===== AVAILABLE DATA

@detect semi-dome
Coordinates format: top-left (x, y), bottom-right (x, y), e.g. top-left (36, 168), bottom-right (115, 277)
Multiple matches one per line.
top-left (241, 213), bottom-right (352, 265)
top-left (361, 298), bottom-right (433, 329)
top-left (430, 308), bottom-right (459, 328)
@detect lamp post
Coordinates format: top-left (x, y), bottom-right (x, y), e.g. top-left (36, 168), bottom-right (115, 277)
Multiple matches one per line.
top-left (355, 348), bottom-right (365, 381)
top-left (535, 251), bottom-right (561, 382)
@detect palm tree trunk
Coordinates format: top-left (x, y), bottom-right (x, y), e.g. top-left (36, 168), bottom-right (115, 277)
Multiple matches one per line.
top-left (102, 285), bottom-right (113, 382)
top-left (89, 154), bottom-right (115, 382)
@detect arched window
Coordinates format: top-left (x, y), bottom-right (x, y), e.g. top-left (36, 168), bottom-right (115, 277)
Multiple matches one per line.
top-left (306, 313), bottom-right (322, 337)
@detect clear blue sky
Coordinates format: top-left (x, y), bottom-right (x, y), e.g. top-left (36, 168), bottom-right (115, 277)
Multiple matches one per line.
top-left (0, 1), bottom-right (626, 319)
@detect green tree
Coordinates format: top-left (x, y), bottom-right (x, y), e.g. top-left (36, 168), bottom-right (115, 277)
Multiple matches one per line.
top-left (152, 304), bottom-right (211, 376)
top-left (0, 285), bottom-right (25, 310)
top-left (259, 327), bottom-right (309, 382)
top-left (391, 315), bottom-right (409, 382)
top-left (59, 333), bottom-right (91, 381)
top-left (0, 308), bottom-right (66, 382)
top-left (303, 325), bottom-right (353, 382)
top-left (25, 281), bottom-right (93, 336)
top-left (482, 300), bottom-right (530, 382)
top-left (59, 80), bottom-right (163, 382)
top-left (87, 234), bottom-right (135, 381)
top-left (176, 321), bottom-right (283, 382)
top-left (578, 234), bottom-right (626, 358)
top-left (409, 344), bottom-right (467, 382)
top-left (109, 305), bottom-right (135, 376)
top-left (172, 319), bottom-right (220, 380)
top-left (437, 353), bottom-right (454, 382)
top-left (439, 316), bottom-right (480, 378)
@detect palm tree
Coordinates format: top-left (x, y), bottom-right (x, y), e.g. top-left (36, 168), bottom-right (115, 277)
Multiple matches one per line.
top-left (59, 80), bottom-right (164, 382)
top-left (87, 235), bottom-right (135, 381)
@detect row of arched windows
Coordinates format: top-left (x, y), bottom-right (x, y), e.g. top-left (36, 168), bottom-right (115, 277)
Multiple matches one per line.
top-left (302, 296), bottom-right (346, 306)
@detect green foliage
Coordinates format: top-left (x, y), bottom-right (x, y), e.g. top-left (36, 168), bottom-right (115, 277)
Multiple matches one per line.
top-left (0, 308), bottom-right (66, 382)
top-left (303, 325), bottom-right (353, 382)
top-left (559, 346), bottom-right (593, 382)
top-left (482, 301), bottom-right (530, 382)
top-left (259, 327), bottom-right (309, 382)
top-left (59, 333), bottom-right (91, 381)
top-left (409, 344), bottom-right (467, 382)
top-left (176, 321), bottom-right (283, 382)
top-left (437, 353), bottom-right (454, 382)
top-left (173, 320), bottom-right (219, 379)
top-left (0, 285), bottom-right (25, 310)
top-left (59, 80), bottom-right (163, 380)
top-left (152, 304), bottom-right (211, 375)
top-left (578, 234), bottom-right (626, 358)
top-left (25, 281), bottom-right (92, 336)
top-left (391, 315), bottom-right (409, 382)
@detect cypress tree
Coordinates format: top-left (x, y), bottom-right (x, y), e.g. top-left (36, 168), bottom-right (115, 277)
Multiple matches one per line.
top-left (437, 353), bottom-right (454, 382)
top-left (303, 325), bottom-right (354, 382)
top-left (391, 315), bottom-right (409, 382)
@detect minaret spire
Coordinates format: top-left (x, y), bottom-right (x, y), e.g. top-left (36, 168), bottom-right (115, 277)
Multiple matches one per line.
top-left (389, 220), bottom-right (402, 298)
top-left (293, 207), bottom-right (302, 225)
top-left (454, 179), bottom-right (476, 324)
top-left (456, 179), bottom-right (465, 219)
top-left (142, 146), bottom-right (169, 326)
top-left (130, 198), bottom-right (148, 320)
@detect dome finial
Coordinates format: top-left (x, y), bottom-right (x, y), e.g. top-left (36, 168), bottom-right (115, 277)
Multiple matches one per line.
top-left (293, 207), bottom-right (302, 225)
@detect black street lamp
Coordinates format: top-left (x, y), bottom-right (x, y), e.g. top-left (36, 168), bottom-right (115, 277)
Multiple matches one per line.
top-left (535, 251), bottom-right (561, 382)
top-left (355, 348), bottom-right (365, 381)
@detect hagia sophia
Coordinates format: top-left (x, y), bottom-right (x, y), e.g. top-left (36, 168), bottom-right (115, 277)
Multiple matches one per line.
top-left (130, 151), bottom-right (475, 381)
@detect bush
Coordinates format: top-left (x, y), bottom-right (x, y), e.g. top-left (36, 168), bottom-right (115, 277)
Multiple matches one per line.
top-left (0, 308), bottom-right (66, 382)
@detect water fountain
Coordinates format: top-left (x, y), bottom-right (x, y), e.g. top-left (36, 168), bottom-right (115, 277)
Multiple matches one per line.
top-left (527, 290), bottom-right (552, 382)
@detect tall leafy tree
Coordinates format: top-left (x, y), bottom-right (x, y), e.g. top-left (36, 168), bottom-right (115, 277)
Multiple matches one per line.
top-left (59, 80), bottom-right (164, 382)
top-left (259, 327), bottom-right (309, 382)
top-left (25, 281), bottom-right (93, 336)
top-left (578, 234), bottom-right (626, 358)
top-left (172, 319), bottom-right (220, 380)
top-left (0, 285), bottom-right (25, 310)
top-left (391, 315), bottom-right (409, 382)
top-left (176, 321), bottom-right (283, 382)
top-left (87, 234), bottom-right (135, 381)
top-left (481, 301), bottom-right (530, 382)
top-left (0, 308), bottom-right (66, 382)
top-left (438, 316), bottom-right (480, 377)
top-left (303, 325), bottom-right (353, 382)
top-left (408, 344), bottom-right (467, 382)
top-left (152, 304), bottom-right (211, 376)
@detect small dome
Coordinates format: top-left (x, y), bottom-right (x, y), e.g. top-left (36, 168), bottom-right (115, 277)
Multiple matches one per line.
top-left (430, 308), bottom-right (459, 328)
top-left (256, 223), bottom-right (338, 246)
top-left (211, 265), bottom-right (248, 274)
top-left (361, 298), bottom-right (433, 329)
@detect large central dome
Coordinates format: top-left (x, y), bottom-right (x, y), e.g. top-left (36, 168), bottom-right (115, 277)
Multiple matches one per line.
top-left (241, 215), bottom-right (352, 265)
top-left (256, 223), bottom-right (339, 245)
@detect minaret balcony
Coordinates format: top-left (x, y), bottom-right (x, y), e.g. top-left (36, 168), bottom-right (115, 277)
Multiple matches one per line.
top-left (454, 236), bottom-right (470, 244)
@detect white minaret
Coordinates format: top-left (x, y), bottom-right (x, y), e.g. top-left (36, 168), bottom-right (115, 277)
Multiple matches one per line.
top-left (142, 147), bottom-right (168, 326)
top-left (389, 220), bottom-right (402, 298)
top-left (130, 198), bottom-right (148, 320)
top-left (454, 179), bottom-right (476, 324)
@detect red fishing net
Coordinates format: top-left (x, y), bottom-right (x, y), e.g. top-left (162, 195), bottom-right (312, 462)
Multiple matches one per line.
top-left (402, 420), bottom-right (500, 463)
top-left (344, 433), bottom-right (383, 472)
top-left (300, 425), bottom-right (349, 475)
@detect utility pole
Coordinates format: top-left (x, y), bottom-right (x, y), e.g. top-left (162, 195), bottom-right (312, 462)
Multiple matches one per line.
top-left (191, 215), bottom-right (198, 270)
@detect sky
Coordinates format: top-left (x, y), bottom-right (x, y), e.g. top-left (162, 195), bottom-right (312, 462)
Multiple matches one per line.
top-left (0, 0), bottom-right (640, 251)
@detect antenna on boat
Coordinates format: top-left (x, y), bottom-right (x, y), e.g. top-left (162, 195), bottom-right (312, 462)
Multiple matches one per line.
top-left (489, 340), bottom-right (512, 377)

==========

WORK INSTRUCTIONS -> Rewrite the lines between the one containing "clear blue sky" and the one containing "top-left (0, 1), bottom-right (626, 319)", inclusive, with the requests kept. Multiply each coordinate in the answers by 1.05 and round to whole numbers, halves up, leaving the numbers in the requests and their format samples unchanged.

TASK OUTPUT ->
@detect clear blue sky
Coordinates format: top-left (x, y), bottom-right (x, y), e.g. top-left (36, 168), bottom-right (115, 277)
Multiple matches one per line.
top-left (0, 1), bottom-right (657, 335)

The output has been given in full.